## [Assignment]
Read the data, and whenever a line holds the word "stone", report that line.

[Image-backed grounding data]
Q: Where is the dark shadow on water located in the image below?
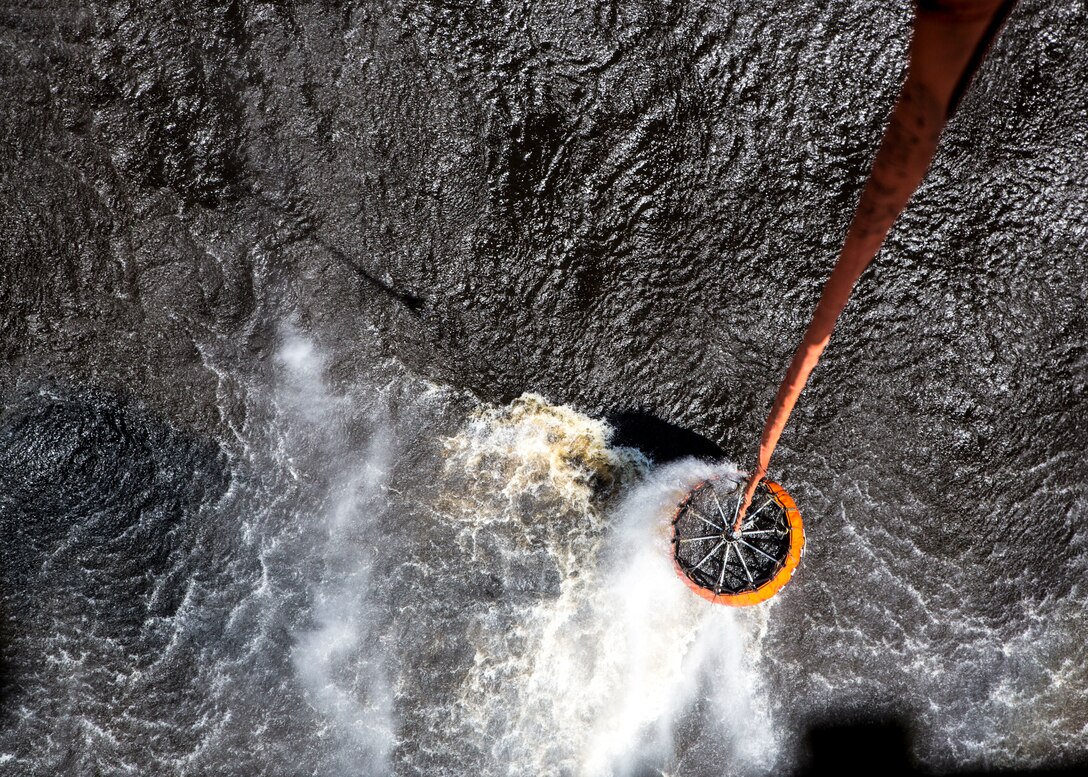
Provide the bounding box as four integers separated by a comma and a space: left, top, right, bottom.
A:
607, 410, 723, 464
0, 383, 233, 728
796, 717, 1087, 776
800, 718, 915, 776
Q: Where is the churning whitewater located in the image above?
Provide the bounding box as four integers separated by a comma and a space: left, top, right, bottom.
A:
269, 343, 782, 776
441, 397, 777, 776
2, 331, 1085, 775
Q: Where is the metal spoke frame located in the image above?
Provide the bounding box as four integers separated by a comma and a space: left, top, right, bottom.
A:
671, 478, 793, 595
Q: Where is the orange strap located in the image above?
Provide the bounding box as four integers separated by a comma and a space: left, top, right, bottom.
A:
735, 0, 1016, 529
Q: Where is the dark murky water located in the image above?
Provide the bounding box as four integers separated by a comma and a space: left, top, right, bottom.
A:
1, 0, 1085, 774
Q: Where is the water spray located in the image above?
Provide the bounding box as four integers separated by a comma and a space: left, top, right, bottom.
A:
673, 0, 1018, 605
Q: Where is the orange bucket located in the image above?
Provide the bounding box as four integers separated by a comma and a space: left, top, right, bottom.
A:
671, 478, 804, 606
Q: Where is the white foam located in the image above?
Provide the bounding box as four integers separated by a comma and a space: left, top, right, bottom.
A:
524, 460, 778, 776
447, 397, 780, 775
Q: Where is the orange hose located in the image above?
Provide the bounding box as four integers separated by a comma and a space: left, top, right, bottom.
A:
735, 0, 1016, 529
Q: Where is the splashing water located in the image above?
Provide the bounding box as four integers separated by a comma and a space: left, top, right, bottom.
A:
277, 335, 396, 774
441, 396, 780, 776
4, 333, 1082, 776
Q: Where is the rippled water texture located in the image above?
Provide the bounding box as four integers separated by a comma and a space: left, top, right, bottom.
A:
2, 0, 1086, 774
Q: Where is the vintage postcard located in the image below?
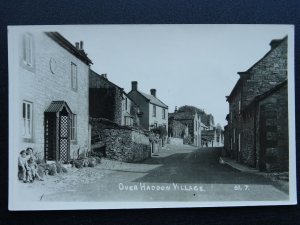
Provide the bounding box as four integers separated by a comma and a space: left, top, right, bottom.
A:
8, 25, 296, 210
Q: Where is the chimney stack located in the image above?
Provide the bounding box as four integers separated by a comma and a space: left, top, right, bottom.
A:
132, 81, 138, 91
175, 106, 178, 113
150, 89, 156, 97
101, 73, 107, 79
75, 42, 80, 49
80, 41, 84, 50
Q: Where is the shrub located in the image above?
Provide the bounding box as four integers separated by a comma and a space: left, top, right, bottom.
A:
55, 162, 63, 173
88, 158, 97, 167
48, 163, 57, 175
74, 160, 84, 169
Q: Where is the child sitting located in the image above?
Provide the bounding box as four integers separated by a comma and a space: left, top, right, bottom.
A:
28, 157, 44, 181
18, 150, 31, 183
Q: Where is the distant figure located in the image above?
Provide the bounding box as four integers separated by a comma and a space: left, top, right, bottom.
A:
205, 142, 208, 147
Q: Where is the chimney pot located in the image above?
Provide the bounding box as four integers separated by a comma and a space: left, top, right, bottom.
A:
80, 41, 84, 50
75, 42, 80, 49
132, 81, 138, 91
150, 89, 156, 97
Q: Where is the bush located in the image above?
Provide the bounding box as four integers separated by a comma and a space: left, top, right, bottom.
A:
88, 158, 97, 167
55, 162, 63, 173
94, 156, 101, 164
150, 126, 167, 139
48, 163, 57, 175
73, 160, 84, 169
61, 166, 68, 173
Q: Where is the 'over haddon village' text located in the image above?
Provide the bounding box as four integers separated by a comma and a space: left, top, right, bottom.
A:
118, 183, 206, 192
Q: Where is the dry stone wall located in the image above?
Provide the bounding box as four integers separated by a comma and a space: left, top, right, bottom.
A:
90, 118, 151, 162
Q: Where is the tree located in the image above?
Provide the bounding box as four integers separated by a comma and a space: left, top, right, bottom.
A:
150, 126, 167, 139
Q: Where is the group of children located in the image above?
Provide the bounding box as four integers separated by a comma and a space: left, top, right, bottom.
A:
18, 148, 43, 183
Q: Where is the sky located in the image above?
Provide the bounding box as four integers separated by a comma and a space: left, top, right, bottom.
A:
56, 25, 292, 127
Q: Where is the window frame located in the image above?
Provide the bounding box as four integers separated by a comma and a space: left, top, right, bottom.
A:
71, 62, 78, 91
153, 105, 156, 117
22, 33, 34, 69
22, 101, 33, 139
70, 114, 77, 142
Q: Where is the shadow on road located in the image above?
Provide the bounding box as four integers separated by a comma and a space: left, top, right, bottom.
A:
133, 147, 278, 186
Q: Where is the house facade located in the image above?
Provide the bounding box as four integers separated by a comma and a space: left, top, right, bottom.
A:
10, 31, 92, 163
89, 70, 140, 127
225, 36, 288, 172
128, 81, 168, 132
168, 110, 201, 147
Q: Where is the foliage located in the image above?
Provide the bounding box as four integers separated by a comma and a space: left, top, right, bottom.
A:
150, 126, 167, 138
177, 105, 214, 126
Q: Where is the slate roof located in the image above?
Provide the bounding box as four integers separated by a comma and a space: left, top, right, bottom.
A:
45, 101, 72, 113
242, 79, 287, 113
45, 32, 92, 65
226, 36, 287, 102
138, 91, 168, 109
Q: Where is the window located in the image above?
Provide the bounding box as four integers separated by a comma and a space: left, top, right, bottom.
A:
70, 114, 77, 141
162, 108, 166, 119
153, 105, 156, 117
71, 63, 77, 91
22, 101, 32, 139
23, 33, 33, 67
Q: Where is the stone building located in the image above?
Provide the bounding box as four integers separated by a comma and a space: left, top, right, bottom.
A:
128, 81, 168, 132
10, 31, 92, 163
168, 110, 201, 147
89, 70, 140, 127
225, 36, 288, 172
168, 115, 189, 145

## [Exercise result]
Q: Where is the dry stone wall located in the image above?
Q: Where is the stone building located in the image above?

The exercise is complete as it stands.